**Task item**
Please output the listing exactly as it stands, but omit any images.

**Supplied records**
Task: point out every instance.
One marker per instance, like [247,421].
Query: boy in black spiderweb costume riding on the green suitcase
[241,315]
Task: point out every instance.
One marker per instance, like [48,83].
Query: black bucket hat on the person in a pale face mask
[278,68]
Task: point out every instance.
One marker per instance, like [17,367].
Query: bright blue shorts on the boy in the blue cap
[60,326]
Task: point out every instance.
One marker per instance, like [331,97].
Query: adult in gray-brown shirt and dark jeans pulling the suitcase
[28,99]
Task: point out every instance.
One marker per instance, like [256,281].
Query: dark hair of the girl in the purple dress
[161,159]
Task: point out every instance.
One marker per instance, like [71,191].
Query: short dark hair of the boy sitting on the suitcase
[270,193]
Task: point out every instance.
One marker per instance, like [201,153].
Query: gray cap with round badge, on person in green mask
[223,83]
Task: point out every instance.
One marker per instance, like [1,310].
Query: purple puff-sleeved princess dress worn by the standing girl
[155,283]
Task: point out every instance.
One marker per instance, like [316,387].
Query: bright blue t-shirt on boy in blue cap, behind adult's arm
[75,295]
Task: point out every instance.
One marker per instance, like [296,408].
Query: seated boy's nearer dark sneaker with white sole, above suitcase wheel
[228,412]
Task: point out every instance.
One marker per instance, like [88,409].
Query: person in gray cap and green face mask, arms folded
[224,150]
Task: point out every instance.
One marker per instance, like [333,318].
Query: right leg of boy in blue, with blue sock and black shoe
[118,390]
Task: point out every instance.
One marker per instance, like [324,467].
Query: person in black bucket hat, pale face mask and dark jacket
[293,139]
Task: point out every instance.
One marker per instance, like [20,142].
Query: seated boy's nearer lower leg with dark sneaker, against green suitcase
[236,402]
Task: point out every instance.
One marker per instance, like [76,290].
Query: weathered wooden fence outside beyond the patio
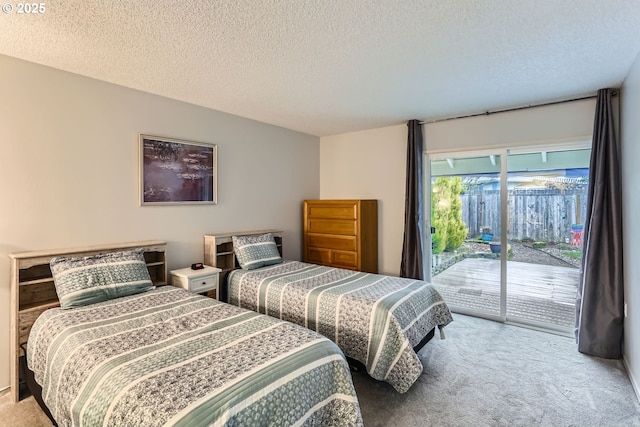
[545,215]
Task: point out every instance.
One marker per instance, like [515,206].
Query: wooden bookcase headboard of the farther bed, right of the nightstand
[218,252]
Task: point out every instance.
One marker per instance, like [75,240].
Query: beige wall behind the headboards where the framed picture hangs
[69,172]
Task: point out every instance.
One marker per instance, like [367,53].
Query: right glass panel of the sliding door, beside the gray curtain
[547,197]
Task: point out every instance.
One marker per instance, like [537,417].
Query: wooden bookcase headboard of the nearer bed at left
[33,290]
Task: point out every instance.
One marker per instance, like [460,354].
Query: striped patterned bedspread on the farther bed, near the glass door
[374,319]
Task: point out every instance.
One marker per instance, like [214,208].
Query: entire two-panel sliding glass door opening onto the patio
[506,238]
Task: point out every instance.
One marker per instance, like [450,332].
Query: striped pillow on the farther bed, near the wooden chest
[256,251]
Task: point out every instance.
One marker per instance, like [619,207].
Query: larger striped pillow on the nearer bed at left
[92,279]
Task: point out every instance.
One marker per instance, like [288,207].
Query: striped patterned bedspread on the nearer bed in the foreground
[169,357]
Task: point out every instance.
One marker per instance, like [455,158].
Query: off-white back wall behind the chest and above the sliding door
[372,163]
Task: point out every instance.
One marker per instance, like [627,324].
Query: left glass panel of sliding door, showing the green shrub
[466,221]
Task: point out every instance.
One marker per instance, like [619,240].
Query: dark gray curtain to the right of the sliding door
[599,301]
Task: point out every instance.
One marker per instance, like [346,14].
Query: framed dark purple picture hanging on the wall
[174,171]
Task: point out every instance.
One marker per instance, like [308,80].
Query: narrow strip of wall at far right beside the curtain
[630,149]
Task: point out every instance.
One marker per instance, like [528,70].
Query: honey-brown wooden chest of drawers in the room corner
[341,233]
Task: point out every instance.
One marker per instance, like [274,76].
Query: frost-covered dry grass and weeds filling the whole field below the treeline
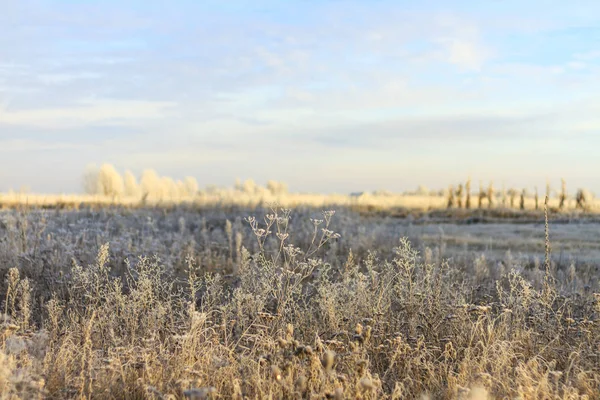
[188,302]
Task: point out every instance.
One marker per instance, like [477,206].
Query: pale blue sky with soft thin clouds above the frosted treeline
[328,96]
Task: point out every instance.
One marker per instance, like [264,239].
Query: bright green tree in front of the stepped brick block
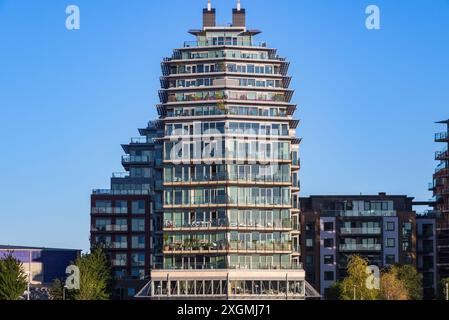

**Task answer**
Task: point out every instance.
One marker per instance, like [247,421].
Query: boy in black spiderweb costume riding on the green suitcase
[241,315]
Task: point out every instance.
One marker per instance, like [48,83].
Query: black bucket hat on the person in a pale face mask
[278,68]
Task: point out every instance.
One marker per instance, like [17,367].
Query: bright blue shorts on the boy in the blue cap
[60,326]
Task: point out every instance.
One marker per instance, like [331,97].
Query: adult in gray-brown shirt and dark jeans pulling the suitcase
[28,99]
Task: point out every instance.
One marker per instance, like [256,281].
Query: dark hair of the girl in the purple dress
[161,159]
Task: point out every instance.
One marker per instance, like [71,191].
Query: short dark hair of the boy sitting on the suitcase
[270,193]
Task: point out every instance.
One marker per instance, like [201,153].
Query: gray cap with round badge, on person in green mask
[223,83]
Task: point out every instance.
One marker per instance, like [1,310].
Query: purple puff-sleeved princess dress worn by the standing girl
[155,283]
Task: point out every instance.
One marker per instance, like [316,387].
Query: bright blue t-shirt on boy in blue cap, behind adult's arm
[75,295]
Task: point out every instance.
One marker per instance, like [296,408].
Query: seated boy's nearer dark sneaker with white sole, above suitcase wheel
[228,412]
Task: point out every instance.
One marker per instance, like [88,409].
Query: person in gray cap and green face mask, arms folded
[224,150]
Task: point out every instance.
One marker per instance, like [333,318].
Query: right leg of boy in blue, with blue sock and black shoe
[118,390]
Task: point out every instance.
One marker per instance, like [324,467].
Query: person in black bucket hat, pale face mask and dark jacket
[293,139]
Task: point out every instance.
One marker per instance, like [20,142].
Query: seated boy's nearer lower leg with dark sneaker, against green suitcase
[236,402]
Task: point out every instance.
One marker per instance, like [76,290].
Query: weathered wooden fence outside beyond the patio
[545,215]
Task: point out every instance.
One marker per instance, like [515,206].
Query: wooden bookcase headboard of the farther bed, right of the nightstand
[218,252]
Task: point out every instance.
One marker per instance, like [75,240].
Query: beige wall behind the headboards where the framed picture hangs
[69,172]
Task: point out every instance.
One marker per instance, like [367,53].
Query: right glass panel of the sliding door, beside the gray curtain
[547,197]
Task: point out every instance.
One marker per instance, like [537,417].
Query: wooden bookcase headboard of the nearer bed at left
[33,290]
Task: point out every instance.
One marker per instance, like [460,354].
Query: striped patterned bedspread on the farther bed, near the glass door
[374,319]
Task: point out every instance.
One marker per instance, like [214,208].
Query: entire two-panel sliding glass door opening onto the patio
[506,238]
Task: point out every instance.
One marker per instance, like [450,332].
Query: striped pillow on the farther bed, near the wooden chest
[256,251]
Task: point out every instance.
One marker per instance, like [619,207].
Query: larger striped pillow on the nearer bed at left
[92,279]
Task: point out every instance.
One marker per instance, like [288,207].
Query: striped patterned bedspread on the nearer bed in the foreground
[169,357]
Task: point out every instance.
One marker per instance, like [455,158].
Query: off-white back wall behind the chest and above the sliding door
[372,163]
Task: point out every instance.
One marker per instance, like [627,324].
Query: left glass panel of sliding door, showing the green shrub
[466,221]
Task: point out every instance.
One marker per instance, like [619,240].
Query: dark gray curtain to the right of the sliding door
[599,301]
Task: point out every instance.
One marker per instance, like [346,14].
Query: framed dark purple picture hanging on the wall
[174,171]
Task: point out every instance.
One marker per instance, like [308,80].
Query: narrow strip of wall at far right beside the curtain
[630,149]
Task: point out every instance.
One marker per instance, like [528,70].
Query: honey-brown wooden chest of drawers in the room corner
[341,233]
Task: point out every instance.
One marker per instance, like [274,76].
Query: frost-covered dry grass and weeds filling the whole field below the treeline
[188,302]
Task: point out every instance.
One marker per instance, like [477,206].
Query: pale blue sky with soft thin clouds above the frosted treeline
[328,96]
Task: point out every instance.
One marker per instance, like [264,239].
Query: bright green tree in front of the stepped brick block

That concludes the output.